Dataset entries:
##############################

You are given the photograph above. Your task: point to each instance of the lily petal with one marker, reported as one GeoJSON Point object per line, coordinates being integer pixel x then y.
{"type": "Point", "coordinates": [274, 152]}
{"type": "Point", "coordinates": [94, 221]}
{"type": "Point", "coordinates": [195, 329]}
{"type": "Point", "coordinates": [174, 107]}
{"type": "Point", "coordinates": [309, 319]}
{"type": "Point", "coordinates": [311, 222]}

##############################

- _TRY IT_
In full and without alteration, return every line above.

- _ANSWER FOR THE TASK_
You are given the photograph above. Your task: point to each instance of the lily petal with one marker, reported as one GeoJSON Point object per line, coordinates being integer pixel x then y.
{"type": "Point", "coordinates": [274, 152]}
{"type": "Point", "coordinates": [94, 221]}
{"type": "Point", "coordinates": [195, 329]}
{"type": "Point", "coordinates": [174, 107]}
{"type": "Point", "coordinates": [309, 319]}
{"type": "Point", "coordinates": [311, 222]}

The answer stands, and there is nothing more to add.